The schemas will look slightly different from what you are used to seeing on meta.wikimedia.org. The old eventlogging backend system wrapped all on wiki schemas with the EventCapsule schema. Event Platform has some required fields. The EventCapsule and the required Event Platform fields are now included directly in migrated schemas.

If you need to make schema changes, you will now do so in the schemas/event/secondary repository. You can read more about how to do this at Event_Platform/Schemas#Modifying_schemas and Event_Platform/Instrumentation_How_To#Evolving.

Automatically augmented event data

See: Event_Platform/Schemas/Guidelines#Automatically_populated_fields.

Backend

Events are now POSTed to an EventGate instance instead of using a URL encoded GET query parameter. This means that browser clients that don't support JavaScript will not be able to send events.

Frontend

The main producer of this legacy data is the MediaWiki EventLogging extension. This extension has been modified to be able to produce the legacy data to EventGate via a config switch. The engineers doing this migration will not modify any frontend instrumentation code. If you'd like your instrumentation to fully move to Event Platform, you'll need to create new schemas and instrumentation code that calls the mw.eventLog.submit() function, rather than the now deprecated mw.eventLog.logEvent() function. However, this will result in a totally new event stream and Hive table, i.e. a brand new instrumentation stream. This is not required of any legacy EventLogging event streams, but it is nice if you want to do this. :)

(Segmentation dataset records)
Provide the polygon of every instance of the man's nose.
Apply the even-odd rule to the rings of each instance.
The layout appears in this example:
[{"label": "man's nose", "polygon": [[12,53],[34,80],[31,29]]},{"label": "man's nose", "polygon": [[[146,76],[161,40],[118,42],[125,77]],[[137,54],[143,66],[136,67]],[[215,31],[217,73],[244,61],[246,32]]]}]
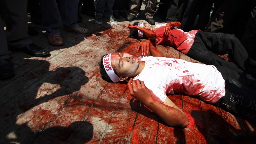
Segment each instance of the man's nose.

EXERCISE A: Rewrite the passage on the EventLogging migration between "The schemas will" and "to send events.", inclusive, changing "EventCapsule" to "EventEnvelope".
EXERCISE B: Which wiki page paths does the passage on the EventLogging migration point readers to? List all of them.

RIGHT ANSWER A:
The schemas will look slightly different from what you are used to seeing on meta.wikimedia.org. The old eventlogging backend system wrapped all on wiki schemas with the EventEnvelope schema. Event Platform has some required fields. The EventEnvelope and the required Event Platform fields are now included directly in migrated schemas.

If you need to make schema changes, you will now do so in the schemas/event/secondary repository. You can read more about how to do this at Event_Platform/Schemas#Modifying_schemas and Event_Platform/Instrumentation_How_To#Evolving.

Automatically augmented event data

See: Event_Platform/Schemas/Guidelines#Automatically_populated_fields.

Backend

Events are now POSTed to an EventGate instance instead of using a URL encoded GET query parameter. This means that browser clients that don't support JavaScript will not be able to send events.

RIGHT ANSWER B:
- Event_Platform/Schemas#Modifying_schemas
- Event_Platform/Instrumentation_How_To#Evolving
- Event_Platform/Schemas/Guidelines#Automatically_populated_fields